Work to complete:
Print every record below exactly as written.

Entries taken from a collection:
=======
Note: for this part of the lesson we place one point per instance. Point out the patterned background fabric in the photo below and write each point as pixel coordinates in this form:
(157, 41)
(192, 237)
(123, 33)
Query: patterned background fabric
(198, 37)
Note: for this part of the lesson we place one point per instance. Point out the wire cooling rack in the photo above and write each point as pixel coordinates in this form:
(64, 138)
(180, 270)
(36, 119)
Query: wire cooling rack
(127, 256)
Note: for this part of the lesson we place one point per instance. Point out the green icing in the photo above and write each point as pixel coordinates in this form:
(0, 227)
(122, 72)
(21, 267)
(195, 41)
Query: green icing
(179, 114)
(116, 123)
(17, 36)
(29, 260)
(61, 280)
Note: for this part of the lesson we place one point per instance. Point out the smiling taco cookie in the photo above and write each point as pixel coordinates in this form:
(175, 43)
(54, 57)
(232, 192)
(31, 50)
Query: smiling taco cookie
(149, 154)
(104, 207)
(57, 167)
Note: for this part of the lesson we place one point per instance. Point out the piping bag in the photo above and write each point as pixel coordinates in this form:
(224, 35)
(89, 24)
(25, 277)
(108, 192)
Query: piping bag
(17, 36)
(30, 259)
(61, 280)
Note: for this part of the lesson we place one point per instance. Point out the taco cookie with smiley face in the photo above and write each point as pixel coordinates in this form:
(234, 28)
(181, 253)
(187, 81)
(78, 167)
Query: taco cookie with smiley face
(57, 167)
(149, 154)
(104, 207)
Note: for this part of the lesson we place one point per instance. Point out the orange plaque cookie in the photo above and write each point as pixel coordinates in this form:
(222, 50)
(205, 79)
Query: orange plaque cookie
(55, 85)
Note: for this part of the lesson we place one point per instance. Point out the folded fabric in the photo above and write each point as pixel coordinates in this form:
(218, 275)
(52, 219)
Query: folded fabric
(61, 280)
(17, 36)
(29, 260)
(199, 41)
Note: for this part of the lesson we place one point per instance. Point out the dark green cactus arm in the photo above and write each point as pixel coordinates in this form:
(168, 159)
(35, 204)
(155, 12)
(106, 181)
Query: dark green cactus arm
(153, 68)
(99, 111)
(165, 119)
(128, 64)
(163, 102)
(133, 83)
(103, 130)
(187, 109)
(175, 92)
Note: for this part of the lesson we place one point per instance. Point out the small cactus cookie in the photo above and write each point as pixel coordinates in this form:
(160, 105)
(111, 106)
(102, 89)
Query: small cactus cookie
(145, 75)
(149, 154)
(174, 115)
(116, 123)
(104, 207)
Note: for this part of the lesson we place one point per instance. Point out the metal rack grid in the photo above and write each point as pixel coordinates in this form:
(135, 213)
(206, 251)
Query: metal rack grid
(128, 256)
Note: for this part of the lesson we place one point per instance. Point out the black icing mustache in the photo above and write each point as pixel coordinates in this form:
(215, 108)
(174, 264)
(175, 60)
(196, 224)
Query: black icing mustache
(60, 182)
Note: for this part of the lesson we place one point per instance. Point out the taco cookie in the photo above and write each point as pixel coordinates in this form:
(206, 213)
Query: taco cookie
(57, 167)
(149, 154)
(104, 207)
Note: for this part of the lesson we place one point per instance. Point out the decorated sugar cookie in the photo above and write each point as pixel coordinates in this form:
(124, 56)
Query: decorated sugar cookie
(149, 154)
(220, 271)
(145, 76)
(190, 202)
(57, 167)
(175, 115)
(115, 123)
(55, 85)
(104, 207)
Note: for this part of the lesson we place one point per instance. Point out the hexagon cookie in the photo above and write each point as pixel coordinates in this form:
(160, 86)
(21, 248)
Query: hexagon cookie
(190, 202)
=======
Solution below:
Note: for this part of the lesson we place one point per instance. Point out the patterned background fabric in the photo below and write each point as pixel coordinates in this form:
(157, 41)
(192, 237)
(123, 33)
Query: patterned background fabric
(198, 37)
Note: for this part of the lesson we place one point per instance. Point out the wire cooling rack in the photo above and write each point as pixel coordinates in this form:
(64, 138)
(180, 270)
(36, 119)
Query: wire cooling rack
(127, 256)
Note: for this part of the lesson we place one point per instance. Point out the green icing in the photo above and write each point as pixel coordinates in this form:
(0, 227)
(122, 72)
(21, 267)
(195, 41)
Query: green icing
(179, 114)
(116, 123)
(17, 36)
(29, 260)
(61, 280)
Note: for this part of the lesson we place one point per instance. Point out the smiling taco cookie in the photo above and write each point as pixel coordinates in this form:
(175, 43)
(54, 57)
(232, 192)
(31, 50)
Query: smiling taco cookie
(149, 154)
(104, 207)
(57, 167)
Note: for this part of the lesson we place one point per instance. Point out the piping bag in the photo above and write each point as pixel coordinates in this form:
(224, 35)
(89, 24)
(25, 277)
(108, 192)
Query: piping bag
(17, 36)
(30, 259)
(61, 280)
Note: for this part of the lesson we place one point per instance. Point out the taco cookie with smiley face in the photo above and write each point as pixel coordinates in this form:
(234, 28)
(181, 253)
(187, 81)
(78, 167)
Query: taco cookie with smiley face
(57, 167)
(149, 154)
(104, 207)
Note: for this part of the lesson we place one point per instance. Point out the orange plaque cookie in the photo above and write each point as pixel coordinates in this form:
(222, 50)
(205, 79)
Query: orange plaque cookie
(55, 85)
Note: for this part of the lesson we place one point per instance. Point out the folded fabric in the photo above and write each point as pixel coordinates in this form:
(218, 275)
(52, 219)
Query: folded fabric
(61, 280)
(17, 36)
(29, 260)
(199, 41)
Note: for this part of the lesson we place one point per instance. Point out the dark green cactus arm in the photo above and write each point as pixel coordinates in this form:
(168, 159)
(35, 204)
(155, 12)
(106, 181)
Query: dark green cactus arm
(153, 68)
(99, 111)
(165, 119)
(128, 64)
(163, 102)
(133, 83)
(103, 130)
(187, 109)
(175, 92)
Note: for this part of the lesson we place one point per instance. Point out the small cactus cookie in the photo above and write each point as pixel coordinates in this form:
(160, 105)
(111, 106)
(102, 89)
Query: small cactus cookie
(145, 75)
(149, 154)
(174, 115)
(116, 123)
(104, 207)
Note: for this part of the lesson we place one point per instance. Point out the metal rack grid in the photo above and write each point as pixel coordinates in this form:
(135, 213)
(206, 251)
Query: metal rack grid
(128, 256)
Note: for this part of the lesson we place one point per instance. Point out the black icing mustache in the photo above and write each point as pixel coordinates in this form:
(215, 108)
(174, 264)
(175, 60)
(196, 224)
Query: black icing mustache
(60, 182)
Note: for this part of the lesson we place one point per instance. Point out the taco cookie in the photo above and write each point as pixel coordinates in this form:
(206, 213)
Query: taco cookie
(57, 167)
(149, 154)
(104, 207)
Note: for this part of the lesson we place one point per instance. Point out the decorated sugar cookie in the photo above and write each point as pixel coordinates in this form:
(124, 56)
Query: decorated sugar cookie
(149, 154)
(220, 271)
(145, 76)
(190, 202)
(57, 167)
(175, 115)
(115, 123)
(55, 85)
(104, 207)
Note: for this part of the lesson we place one point per instance. Point out the hexagon cookie in the photo above and write each point as pixel coordinates in this form:
(160, 86)
(21, 248)
Query: hexagon cookie
(190, 202)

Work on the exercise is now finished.